The lines to be copied run from the one containing "Mark one point on every instance of the worker" to the end of the material below; reproduce them exactly, including both ends, and nothing more.

>> Begin

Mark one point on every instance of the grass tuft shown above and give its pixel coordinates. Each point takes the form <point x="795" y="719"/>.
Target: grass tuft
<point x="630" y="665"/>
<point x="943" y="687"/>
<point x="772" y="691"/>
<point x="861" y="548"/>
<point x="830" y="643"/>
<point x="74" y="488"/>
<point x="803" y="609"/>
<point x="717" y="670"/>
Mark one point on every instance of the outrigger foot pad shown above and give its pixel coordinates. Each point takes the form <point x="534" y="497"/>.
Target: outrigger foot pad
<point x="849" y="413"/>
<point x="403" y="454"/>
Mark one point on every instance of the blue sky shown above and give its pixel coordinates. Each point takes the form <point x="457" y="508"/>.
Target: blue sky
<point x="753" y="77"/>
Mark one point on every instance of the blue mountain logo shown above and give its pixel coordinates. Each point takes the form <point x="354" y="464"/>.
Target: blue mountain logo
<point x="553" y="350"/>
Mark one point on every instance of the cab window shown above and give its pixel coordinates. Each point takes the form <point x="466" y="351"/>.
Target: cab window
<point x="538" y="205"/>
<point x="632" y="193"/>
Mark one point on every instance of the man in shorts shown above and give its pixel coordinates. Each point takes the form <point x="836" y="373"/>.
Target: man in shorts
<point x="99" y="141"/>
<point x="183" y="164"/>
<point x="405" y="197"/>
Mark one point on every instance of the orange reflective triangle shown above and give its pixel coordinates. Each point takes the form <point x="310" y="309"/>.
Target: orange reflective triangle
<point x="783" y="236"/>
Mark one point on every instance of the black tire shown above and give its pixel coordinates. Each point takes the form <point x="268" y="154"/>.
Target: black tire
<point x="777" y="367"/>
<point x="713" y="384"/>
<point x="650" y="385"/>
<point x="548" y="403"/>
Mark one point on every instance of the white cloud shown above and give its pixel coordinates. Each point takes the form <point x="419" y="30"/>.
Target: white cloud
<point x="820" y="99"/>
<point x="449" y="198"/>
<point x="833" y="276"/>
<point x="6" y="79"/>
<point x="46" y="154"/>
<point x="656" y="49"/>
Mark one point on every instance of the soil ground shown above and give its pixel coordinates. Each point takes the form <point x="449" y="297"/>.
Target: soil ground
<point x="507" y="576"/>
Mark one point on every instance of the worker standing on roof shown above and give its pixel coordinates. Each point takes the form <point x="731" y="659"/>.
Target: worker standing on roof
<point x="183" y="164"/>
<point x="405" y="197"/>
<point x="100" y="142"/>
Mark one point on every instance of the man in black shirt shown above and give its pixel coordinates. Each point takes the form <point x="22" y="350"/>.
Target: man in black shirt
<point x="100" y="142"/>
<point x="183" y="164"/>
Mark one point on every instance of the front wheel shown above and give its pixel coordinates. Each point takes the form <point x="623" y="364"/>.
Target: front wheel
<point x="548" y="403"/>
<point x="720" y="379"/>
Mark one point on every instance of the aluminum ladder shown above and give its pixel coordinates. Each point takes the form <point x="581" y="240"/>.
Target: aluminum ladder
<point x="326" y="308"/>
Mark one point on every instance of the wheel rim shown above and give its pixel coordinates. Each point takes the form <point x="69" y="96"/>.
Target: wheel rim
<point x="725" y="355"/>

>> End

- **RESULT**
Mark one point on every instance of the worker standing on roof shown above and give its pixel coordinates. Each point takes the form <point x="731" y="659"/>.
Target: worker standing on roof
<point x="183" y="164"/>
<point x="405" y="197"/>
<point x="100" y="142"/>
Mark one point on every instance of the man in black shirt shown above and give its pixel coordinates. Each point takes the form <point x="22" y="350"/>.
Target: man in black shirt
<point x="100" y="142"/>
<point x="183" y="164"/>
Mark one point on every instance of the front wheel shown above and give its pixel coordinates. Each point takes the form <point x="623" y="364"/>.
Target: front wheel
<point x="548" y="403"/>
<point x="720" y="379"/>
Mark one point on every instance of the aluminum ladder shown above and give its pixel coordinates. Each point takes the form <point x="581" y="240"/>.
Target: aluminum ladder
<point x="326" y="308"/>
Mark one point on every instance of the wheel rim shown above and give its pixel coordinates. Each point takes the form <point x="69" y="96"/>.
Target: wheel rim
<point x="725" y="355"/>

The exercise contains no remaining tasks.